STATED EXERCISE>
Retype every one of the rows below verbatim, keeping each character and line break unchanged.

Pointing entries for labeled objects>
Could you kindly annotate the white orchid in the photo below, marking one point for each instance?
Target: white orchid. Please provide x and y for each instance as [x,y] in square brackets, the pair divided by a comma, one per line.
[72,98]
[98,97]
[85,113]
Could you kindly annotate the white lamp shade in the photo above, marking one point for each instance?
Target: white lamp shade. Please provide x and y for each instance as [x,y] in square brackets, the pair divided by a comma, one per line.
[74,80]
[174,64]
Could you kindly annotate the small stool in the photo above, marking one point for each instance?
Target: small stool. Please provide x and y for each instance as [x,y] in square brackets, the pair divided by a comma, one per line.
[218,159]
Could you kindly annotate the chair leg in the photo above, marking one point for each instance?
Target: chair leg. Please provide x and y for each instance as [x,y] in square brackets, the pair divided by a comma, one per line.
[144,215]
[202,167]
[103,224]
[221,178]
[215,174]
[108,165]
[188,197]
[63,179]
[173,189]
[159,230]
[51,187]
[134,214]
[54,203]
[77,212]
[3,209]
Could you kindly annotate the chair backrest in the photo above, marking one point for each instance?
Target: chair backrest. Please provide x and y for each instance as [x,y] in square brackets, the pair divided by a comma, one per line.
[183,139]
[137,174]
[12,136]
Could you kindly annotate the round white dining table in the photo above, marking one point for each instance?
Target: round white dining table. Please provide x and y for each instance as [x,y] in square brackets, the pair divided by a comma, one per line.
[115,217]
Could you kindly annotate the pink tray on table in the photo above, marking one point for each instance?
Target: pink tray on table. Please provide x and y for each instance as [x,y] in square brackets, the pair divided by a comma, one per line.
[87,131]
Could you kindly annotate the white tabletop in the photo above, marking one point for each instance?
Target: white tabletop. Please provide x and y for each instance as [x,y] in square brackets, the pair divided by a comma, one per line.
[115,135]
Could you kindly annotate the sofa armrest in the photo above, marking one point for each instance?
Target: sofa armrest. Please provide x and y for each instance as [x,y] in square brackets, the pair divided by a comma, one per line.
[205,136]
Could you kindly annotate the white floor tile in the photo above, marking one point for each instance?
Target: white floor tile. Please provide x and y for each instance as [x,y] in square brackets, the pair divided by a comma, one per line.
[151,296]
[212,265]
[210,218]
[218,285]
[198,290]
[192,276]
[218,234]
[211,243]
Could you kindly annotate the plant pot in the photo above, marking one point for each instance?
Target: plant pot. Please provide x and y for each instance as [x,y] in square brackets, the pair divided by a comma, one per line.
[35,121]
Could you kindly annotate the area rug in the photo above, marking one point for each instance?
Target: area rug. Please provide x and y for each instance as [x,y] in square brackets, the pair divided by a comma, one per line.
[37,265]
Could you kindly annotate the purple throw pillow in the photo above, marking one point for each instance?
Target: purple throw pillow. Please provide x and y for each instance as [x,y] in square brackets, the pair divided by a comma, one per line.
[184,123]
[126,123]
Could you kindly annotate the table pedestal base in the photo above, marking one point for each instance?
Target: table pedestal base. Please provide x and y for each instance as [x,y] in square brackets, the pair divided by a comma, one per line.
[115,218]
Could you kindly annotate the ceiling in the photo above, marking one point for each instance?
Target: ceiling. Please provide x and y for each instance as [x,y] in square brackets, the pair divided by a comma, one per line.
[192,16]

ANSWER TO THE EXERCISE>
Could you kindly annotate the white orchid in the photo below, marking one point for each instance?
Target: white orchid. Please provide x and y for each instance as [x,y] in square brackets, the pair divided by a comma, one per line.
[72,98]
[98,97]
[85,113]
Could you kindly annotate the white lamp shade in the photo above, marking one point for each instance?
Target: white lamp shade. Please provide x and y for each instance as [x,y] in square brackets, the pair divided by a comma, one per line.
[74,80]
[174,64]
Could you kindly annotate the small stool in the photo above, marking one point for each instance?
Target: small stool. Please provide x and y for each instance as [x,y] in square brackets, the pair divided by a comma, one per line.
[218,159]
Could you kindly annotate the chair leg in the photo above, marking one point for each instance?
Target: chair leg. Please provide x and y for each instance as [x,y] in square brackets, the pair divided by a comma, one per line.
[144,215]
[202,167]
[103,224]
[221,178]
[215,174]
[108,165]
[188,197]
[63,179]
[173,189]
[159,230]
[51,187]
[134,214]
[54,203]
[77,212]
[3,209]
Could you kindly annotate the chair backrest in the photo above, marking one point for each instance?
Target: chair backrest. Please provide x and y for each instance as [x,y] in square brackets, the pair divided by a comma, one per line.
[183,139]
[137,174]
[12,136]
Could you kindly annotate the round white dining table in the photo above, marking one point for each instance?
Target: round white dining table. Please provide x and y for each instance as [x,y] in square brackets, the pair divided by a comma, one per line.
[115,217]
Could you kindly annotate the pink tray on table in the photo above, marking one point for each instance?
Target: pink tray on table. Please provide x and y for each instance as [x,y] in square brackets, the pair divided by a comma, one per line.
[87,131]
Could you kindly annotate the white tabletop in the photo above, marking one point for each instance?
Target: white tabletop. Please provide x and y for each instance as [x,y] in square brackets, the pair divided by a comma, one per line.
[115,135]
Could you kindly annotate the sofa armrest in the photo above, marking one point for each instance?
Target: sofa armrest. Please provide x and y for each instance as [x,y] in square brackets, the pair divided by a comma, one per line.
[205,136]
Could you kindly annotate the white floor tile in the photo above, marking one point for each instance?
Target: white floor tile. Please provide x and y for each instance as [x,y] in square brackets, the pair divided by a comma, one per line.
[151,296]
[212,265]
[210,218]
[218,285]
[198,290]
[192,276]
[218,234]
[211,243]
Could you kindly annotate the plant pot in the photo above, marking one point for each instance?
Target: plant pot. Please provide x and y for each instance as [x,y] in square brackets, the pair divided by a comma, one per line.
[35,121]
Could you kindly annotate the area rug in the photo above, marking one point for each instance?
Target: area rug. Please provide x and y for each instance as [x,y] in square brackets, the pair divided by a comma, one per line.
[37,265]
Could you kindly annotate the purple throw pillow in the photo above, marking one point for each instance?
Target: purple throw pillow. Please provide x and y for each instance as [x,y] in square brackets, the pair divided by a comma, one per line.
[184,123]
[126,123]
Could you kindly annotate the table pedestal base in the photo above, marking one point for each instance?
Target: table pedestal base. Please provide x and y for each instance as [x,y] in square brackets, the pair divided by a comma, one per line.
[115,218]
Could you kindly annotate the ceiling in the photo above, marking one point for each instance?
Target: ceiling. Please provide x and y for each instance as [x,y] in square brackets, the pair divided by a comma, one per line.
[192,16]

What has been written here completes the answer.